* [Excerpted text]:
--- BEGIN ---

I appreciate that you think that way - I just happen to disagree.  There's really no reason (that I can think of) why the initial comparison shouldn't be the Hybrid approach.  I guess I'm still not clear on what you mean by "tolerating greater mismatches in surface alignment".

Keep in mind that the Hybrid method still uses the closest vertex method to identify the closest vertex... if a ray-cast hit can be generated with some polygon connected to that vertex, shouldn't that generate "preferable" weight results? - and, while my comment above was presented in jest/jab form, it was also an honest request for you to try/test the Hybrid setup and then come back and tell me your thoughts.

Quote - All of that would be dependent on the results of testing, though.  If the hybridization really does offer the best of both worlds (allowing matching of eyelashes, for instance, while still returning the accurate tri-weights where possible), then the raycasting is a tremendously valuable addition, and should be treated as such.

--- END ---

* [Supplied data]:

--- BEGIN ---

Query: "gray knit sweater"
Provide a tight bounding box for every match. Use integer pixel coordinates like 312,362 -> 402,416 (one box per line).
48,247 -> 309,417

--- END ---

In the forum excerpt on the Hybrid method, why does the writer expect that method to give better weight results? Answer in one to three sentences.

* [Reply]:
The Hybrid method still uses the closest vertex method to find the closest vertex. If it can also generate a ray-cast hit on some polygon connected to that vertex, the writer argues, that hit should produce "preferable" weight results.